▸ **EJERCICIOS POR REALIZAR**:
a) Contesta estas preguntas sobre el texto acerca de la contemplación del arte, usando las mismas marcas:
(i) ¿Cuántos centros diferentes atraviesan las neuronas transmisoras de las señales en su camino hacia el cortex cerebral?
(ii) ¿Cerca de qué centro pasan las conexiones neuronales?
(iii) ¿A qué se enfrenta José María en su actual serie del color rojo?
b) Por favor, continúa el texto acerca de la contemplación del arte a partir de su última oración.

▸ **TEXTO DE REFERENCIA**:
= = =

La forma en que ha entrenado su mente, la pasión con que mira el cuadro inciden en su diálogo interior con la obra de arte. Cuanto más tiempo lo contempla y se adentra en el lienzo, más logra sensibilizarse y comprender su lenguaje.

Cualquier persona puede decidir libremente el color que prefiere. La elección depende siempre de su estado de ánimo. Su edad, sus experiencias en la vida, sus creencias y valores influyen también en su manera de contemplar lo representado. Toda comprensión es verbal. Lo que vemos no es una reproducción exacta en la retina, comparable con la imagen que ofrecería el espejo. Durante su camino hacia el cortex cerebral –el núcleo donde reconocemos la imagen- las neuronas transmisoras de las señales atraviesan más de 20 centros diferentes. En uno de estos centros se descodifican líneas rectas; en otros los colores, en un tercero las intensidades de esos colores y así sucesivamente. Las conexiones neuronales pasan cerca del centro de las emociones (del sistema límbico), impregnándose de intensidad emotiva. En otro centro, similitudes y asociaciones se ponen en relación con la imagen de la retina. El ‘ver’, quiero decir el ‘comprender’, es una construcción muy individual de estímulos de luz que se descomponen en diferentes centros y, provistos de informaciones adicionales, se reconstruyen en el cortex cerebral. De esta manera cada persona puede ser artista al reconocer su imagen individual del mundo. A través de prácticas, el artista y el amante del arte pueden influir sobre este proceso, guiado por las neuronas. La diferencia se basa esencialmente en que el artista, gracias a sus técnicas y su interpretación de las formas y colores, no reconoce el mundo que le rodea como simple imagen, reflejo del espejo. El amante del arte ha podido ampliar sus facultades de asociación, lo que le permite acercarse a una obra, sintiéndose satisfecho y muy cercano, valorándola positivamente. Detecta la autenticidad, los sentimientos, la madurez y la intensidad con la que el artista ha realizado su creación.

Según mi lectura, José María, en su actual serie del color rojo, se enfrenta a la condición del ser humano. A ese ser humano sólo se puede llegar a través del sentimiento, de la comprensión y de lo corporal. Pudor, sufrimientos, dolores psíquicos y físicos, compasión, ayuda, diálogo a solas o con otros, favorecen la entrañable cercanía con la persona que se tiene enfrente; el mirarle a los ojos cuando se discute es mucho más efectivo que el quedarse absorto en los propios pensamientos.

= = =

Registros de origen:
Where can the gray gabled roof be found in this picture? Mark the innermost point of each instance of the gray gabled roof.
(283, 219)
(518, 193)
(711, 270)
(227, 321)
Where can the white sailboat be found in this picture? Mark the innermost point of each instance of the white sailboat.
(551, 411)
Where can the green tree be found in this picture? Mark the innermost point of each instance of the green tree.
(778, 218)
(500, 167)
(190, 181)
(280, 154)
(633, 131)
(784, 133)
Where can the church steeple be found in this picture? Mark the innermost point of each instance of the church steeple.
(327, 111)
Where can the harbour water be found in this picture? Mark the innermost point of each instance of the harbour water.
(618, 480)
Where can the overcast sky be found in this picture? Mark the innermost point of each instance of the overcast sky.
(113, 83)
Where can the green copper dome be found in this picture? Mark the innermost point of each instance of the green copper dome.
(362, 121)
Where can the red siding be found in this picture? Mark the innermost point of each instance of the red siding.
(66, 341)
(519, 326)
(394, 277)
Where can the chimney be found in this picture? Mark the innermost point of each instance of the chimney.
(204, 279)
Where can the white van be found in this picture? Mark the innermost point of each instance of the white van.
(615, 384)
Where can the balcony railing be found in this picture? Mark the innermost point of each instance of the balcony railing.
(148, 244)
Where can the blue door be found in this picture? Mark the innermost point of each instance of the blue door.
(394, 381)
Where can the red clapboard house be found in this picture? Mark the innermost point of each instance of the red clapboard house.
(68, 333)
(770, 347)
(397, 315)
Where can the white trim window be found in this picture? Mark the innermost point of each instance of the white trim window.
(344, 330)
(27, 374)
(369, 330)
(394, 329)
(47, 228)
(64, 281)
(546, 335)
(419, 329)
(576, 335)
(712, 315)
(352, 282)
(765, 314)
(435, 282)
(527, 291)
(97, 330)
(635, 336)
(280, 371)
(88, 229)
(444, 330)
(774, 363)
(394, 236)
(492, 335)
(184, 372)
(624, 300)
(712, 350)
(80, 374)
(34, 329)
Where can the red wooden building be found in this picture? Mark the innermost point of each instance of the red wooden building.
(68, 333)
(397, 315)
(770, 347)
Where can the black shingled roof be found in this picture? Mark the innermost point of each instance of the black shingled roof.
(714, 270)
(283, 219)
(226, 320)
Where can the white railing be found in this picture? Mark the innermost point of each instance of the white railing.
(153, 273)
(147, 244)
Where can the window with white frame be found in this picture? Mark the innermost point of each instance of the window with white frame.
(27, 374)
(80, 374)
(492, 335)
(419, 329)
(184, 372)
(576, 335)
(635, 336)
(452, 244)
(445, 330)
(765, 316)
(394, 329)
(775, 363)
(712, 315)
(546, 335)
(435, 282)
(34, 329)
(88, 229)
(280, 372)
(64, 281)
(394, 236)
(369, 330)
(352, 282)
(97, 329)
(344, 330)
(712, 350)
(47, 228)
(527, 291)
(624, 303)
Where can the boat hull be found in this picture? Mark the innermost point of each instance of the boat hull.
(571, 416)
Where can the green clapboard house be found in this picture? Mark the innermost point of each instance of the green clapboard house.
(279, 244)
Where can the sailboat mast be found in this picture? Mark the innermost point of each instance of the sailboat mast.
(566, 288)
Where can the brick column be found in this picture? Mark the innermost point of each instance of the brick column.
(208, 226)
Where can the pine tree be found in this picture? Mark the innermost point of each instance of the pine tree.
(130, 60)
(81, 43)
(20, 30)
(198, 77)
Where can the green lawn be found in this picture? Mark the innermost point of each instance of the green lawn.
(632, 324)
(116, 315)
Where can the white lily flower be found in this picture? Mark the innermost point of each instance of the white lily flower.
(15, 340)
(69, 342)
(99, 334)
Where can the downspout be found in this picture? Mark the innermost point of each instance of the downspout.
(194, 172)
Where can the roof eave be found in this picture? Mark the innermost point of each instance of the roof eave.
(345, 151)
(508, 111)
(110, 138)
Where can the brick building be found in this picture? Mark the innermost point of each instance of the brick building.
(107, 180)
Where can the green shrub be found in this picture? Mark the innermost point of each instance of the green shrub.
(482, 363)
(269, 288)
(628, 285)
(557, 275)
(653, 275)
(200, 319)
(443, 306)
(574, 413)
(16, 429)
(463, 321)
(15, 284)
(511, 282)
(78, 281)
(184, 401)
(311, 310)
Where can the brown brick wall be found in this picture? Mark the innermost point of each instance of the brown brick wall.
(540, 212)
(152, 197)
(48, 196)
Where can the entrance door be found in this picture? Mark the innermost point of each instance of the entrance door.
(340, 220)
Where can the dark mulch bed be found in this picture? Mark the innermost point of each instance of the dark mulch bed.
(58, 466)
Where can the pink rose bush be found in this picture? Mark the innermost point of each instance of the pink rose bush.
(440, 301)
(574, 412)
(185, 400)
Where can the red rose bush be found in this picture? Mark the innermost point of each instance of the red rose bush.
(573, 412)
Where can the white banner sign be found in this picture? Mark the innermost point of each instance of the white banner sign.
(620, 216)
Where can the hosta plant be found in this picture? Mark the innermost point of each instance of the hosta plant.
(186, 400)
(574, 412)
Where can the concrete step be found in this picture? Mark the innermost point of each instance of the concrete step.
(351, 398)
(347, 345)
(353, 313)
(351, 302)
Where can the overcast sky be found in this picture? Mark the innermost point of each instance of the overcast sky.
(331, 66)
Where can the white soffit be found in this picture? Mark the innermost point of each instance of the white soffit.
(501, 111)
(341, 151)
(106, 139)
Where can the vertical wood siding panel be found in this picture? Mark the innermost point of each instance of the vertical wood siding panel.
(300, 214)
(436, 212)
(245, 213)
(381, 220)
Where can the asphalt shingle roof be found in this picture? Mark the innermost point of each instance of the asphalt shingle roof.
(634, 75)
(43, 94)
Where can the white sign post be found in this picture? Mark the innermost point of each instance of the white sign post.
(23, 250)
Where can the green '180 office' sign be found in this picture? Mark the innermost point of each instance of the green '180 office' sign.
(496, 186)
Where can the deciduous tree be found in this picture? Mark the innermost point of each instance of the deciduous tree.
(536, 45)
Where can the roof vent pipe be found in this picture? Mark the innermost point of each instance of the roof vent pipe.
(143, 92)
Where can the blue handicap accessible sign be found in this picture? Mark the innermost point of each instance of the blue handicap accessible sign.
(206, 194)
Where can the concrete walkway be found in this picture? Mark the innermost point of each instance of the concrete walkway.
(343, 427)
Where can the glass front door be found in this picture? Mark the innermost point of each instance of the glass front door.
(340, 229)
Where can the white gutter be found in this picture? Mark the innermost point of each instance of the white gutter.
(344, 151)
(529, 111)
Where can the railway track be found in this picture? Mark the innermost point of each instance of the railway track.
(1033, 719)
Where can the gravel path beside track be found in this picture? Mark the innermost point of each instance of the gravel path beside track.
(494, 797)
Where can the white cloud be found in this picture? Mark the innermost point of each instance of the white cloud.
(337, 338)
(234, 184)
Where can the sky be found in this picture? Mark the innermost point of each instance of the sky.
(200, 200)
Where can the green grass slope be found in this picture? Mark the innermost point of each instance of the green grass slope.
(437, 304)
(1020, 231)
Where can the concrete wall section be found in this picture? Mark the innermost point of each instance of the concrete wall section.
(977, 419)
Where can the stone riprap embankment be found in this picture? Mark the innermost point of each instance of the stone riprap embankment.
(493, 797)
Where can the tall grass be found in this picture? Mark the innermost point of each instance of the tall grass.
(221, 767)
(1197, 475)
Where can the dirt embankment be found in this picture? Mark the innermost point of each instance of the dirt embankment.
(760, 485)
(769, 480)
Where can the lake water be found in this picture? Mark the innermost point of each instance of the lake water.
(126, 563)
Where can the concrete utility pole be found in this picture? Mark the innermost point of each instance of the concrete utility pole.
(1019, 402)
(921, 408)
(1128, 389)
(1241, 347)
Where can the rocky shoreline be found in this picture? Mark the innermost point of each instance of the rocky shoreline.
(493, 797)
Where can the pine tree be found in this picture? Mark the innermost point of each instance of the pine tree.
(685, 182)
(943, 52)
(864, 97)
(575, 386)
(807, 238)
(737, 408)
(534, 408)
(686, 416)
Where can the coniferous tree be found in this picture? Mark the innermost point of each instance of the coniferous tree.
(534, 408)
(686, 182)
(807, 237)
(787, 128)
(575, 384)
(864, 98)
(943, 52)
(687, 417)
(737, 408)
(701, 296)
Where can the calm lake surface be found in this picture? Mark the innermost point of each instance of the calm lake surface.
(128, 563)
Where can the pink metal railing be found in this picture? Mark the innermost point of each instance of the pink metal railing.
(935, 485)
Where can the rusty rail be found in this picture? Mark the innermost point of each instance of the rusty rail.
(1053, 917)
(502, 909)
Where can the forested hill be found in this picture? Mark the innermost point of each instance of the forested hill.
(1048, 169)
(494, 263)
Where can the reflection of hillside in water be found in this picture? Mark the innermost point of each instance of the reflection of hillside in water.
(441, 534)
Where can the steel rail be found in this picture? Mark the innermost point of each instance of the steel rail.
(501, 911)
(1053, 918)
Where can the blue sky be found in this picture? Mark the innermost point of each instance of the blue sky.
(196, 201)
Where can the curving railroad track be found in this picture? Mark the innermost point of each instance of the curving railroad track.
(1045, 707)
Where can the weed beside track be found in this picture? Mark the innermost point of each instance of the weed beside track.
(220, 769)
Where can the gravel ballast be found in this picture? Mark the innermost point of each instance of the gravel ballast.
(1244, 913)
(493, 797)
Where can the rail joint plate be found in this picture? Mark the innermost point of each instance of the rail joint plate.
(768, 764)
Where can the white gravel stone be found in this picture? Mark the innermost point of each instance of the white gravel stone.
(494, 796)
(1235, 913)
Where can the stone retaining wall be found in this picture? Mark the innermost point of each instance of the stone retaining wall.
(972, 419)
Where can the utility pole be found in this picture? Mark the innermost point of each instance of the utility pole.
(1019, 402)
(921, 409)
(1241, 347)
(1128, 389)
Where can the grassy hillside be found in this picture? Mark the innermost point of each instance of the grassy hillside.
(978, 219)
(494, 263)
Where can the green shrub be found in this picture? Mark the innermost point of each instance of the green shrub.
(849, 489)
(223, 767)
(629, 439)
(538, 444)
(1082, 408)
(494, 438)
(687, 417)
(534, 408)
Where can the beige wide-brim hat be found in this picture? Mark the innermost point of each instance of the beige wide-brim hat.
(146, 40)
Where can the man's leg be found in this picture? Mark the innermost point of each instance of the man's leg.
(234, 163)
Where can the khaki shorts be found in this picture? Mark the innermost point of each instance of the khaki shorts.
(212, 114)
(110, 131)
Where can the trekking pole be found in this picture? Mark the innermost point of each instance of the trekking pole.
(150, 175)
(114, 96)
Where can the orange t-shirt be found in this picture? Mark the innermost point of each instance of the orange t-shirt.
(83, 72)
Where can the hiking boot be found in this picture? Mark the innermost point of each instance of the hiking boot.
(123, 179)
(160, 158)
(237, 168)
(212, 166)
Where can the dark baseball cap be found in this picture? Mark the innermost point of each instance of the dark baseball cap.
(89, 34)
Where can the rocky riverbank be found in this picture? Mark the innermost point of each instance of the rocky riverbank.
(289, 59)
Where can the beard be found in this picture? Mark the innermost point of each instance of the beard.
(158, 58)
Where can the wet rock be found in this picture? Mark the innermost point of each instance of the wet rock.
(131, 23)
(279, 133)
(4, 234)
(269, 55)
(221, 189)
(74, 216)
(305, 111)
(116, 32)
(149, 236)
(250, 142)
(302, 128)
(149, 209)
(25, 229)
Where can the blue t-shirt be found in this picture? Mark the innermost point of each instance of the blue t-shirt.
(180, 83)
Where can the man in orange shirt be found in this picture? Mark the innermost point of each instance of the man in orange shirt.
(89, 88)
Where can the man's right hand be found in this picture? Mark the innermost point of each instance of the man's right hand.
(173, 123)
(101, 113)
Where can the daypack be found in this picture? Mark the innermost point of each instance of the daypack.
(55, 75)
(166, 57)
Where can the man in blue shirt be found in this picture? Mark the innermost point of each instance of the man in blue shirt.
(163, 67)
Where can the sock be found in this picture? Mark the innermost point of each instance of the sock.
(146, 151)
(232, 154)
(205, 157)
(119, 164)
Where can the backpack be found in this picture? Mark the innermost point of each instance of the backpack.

= = =

▸ **RESPUESTAS POR EJERCICIO**:
a)
(i) Más de 20.
(ii) Del centro de las emociones, el sistema límbico.
(iii) A la condición del ser humano.

b)
Una persona vive más intensamente el verse reflejado en los ojos del otro que en el espejo. En este contexto el filósofo alemán Martin Buber dijo una vez: “Todo vivir verdadero se basa en el encuentro”. Sin embargo, nuestras ambiciones, nuestro afán de poder, nuestros buenos y malos propósitos, nuestra vanidad y obsesión por agradar nos dominan intrínsecamente. Nos sentimos vivos tanto en el esfuerzo deportivo como en la aproximación hacia el otro, en el dolor y en el orgullo. Todo en la vida tiene un final y quiere ser vivido de forma activa y no pasiva. Resulta fácil para el ser humano que permite el encuentro, que se siente sano y fuerte. Pero la enfermedad también es una realidad de la vida. Un espíritu luchador “Fighting spirit” nos hace fuertes aunque nuestro cuerpo sea débil. El no sentirse solo cuando se sufre y encontrar ayuda refuerza las defensas de resistencia. Sentirse avergonzado o avergonzarse paraliza. Sentir el propio cuerpo con fuerzas da confianza en uno mismo, una respetuosa cercanía o distancia y un acercamiento tierno y cariñoso contribuyen a aumentarla.

Cuando contemplo los lienzos de José María, me reconozco a mí mismo ‘gnothi eauton’. Reconozco además el ‘Ecce homo’(He aqui un hombre) el homo homini lupus, el hombre es el lobo para el hombre. Sus cuadros pulsan la fibra de mi corazón, activan mi mente logran que sienta mi cuerpo.